In Titian’s Venus and Adonis, the plump and youthful Venus clings to her beloved Adonis, evoking a sense of romantic longing. In this painting, Bayer says, “Titian brings together life, love, lust and just around the corner – death.” The juxtaposition of youth and impermanence in this piece brings to the curator’s mind young military wives saying goodbye to their husbands, aware that this farewell embrace may be their last.
Following the Isfandiyar’s Funeral Procession (circa 1330), where the grieving Mongols surround a horse-drawn litter carrying a body, Bayer recalls how she could not remember who was present at her parents’ funeral. “It was a completely inner experience for me, as if I had been enclosed in one of those great hoods, completely wrapped in my own grief.” And now the procession leads to Paul de Mosselman’s Mourners, whose monkish figures are lost in a sorrow that permeates through the folds of their robes.
It was a completely inner experience for me, as if I had been enclosed in one of those great hoods, completely wrapped in my own grief.
Ultimately transported out of grief and into Romare Bearden’s The Block – a new perception of a funeral is introduced: one vibrant with life, color and sense of community. “There is something life-affirming about this funeral,” says Bayer about the multimedia panel celebrating life and death in a Harlem neighborhood.
The most difficult place for Bayer has been the Great Hall of the museum where she always met her parents during their visits to the Met. Now that sense is being replaced by what Bayer refers to as “a new process.” As she walks through the museum, different works of art call out to her, “as a daughter or as a mother, as someone who had deeply loved people and then lost them.”
These works of art that Andrea Bayer loves and knows so well transcend the boundaries of culture and time and depict the commonality of human experience from fifth century BC to our time.

Information supplied

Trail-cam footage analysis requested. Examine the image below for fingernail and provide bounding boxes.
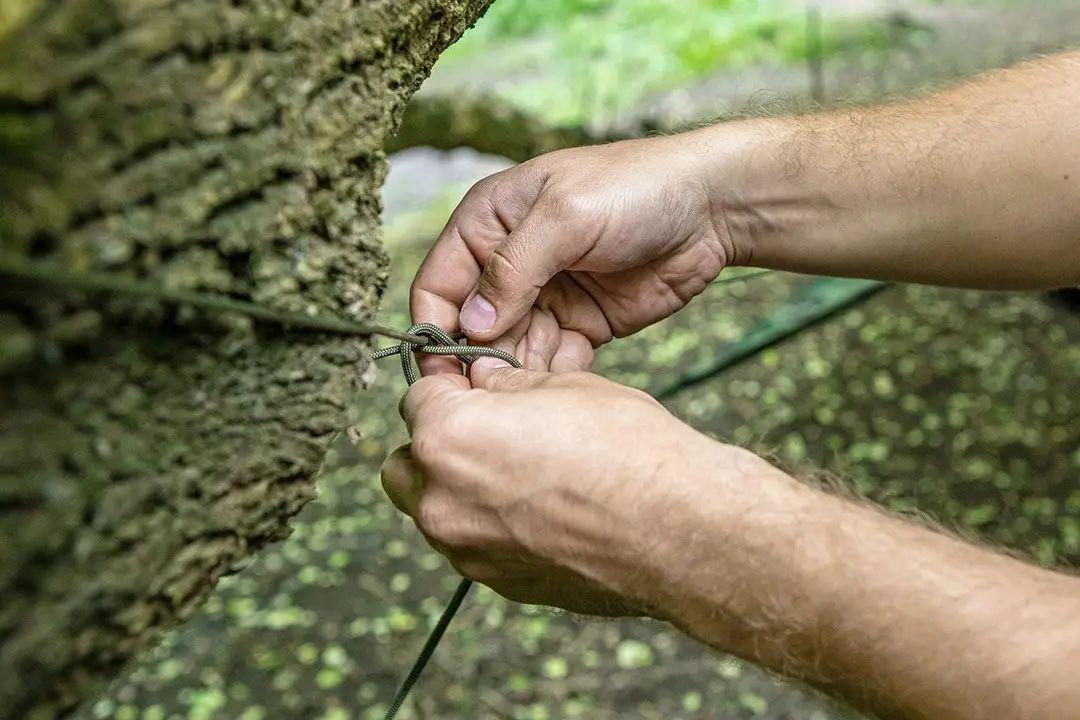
[472,355,510,370]
[460,295,495,332]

Work to complete
A - From the passage about Andrea Bayer and grief in art, write out the stretch from "The most difficult" through "to our time." word for word.
B - In the passage about Andrea Bayer and grief in art, where in the museum did Bayer always meet her parents when they visited the Met?

Expected answers
A -
The most difficult place for Bayer has been the Great Hall of the museum where she always met her parents during their visits to the Met. Now that sense is being replaced by what Bayer refers to as “a new process.” As she walks through the museum, different works of art call out to her, “as a daughter or as a mother, as someone who had deeply loved people and then lost them.”
These works of art that Andrea Bayer loves and knows so well transcend the boundaries of culture and time and depict the commonality of human experience from fifth century BC to our time.

B - In the Great Hall of the museum.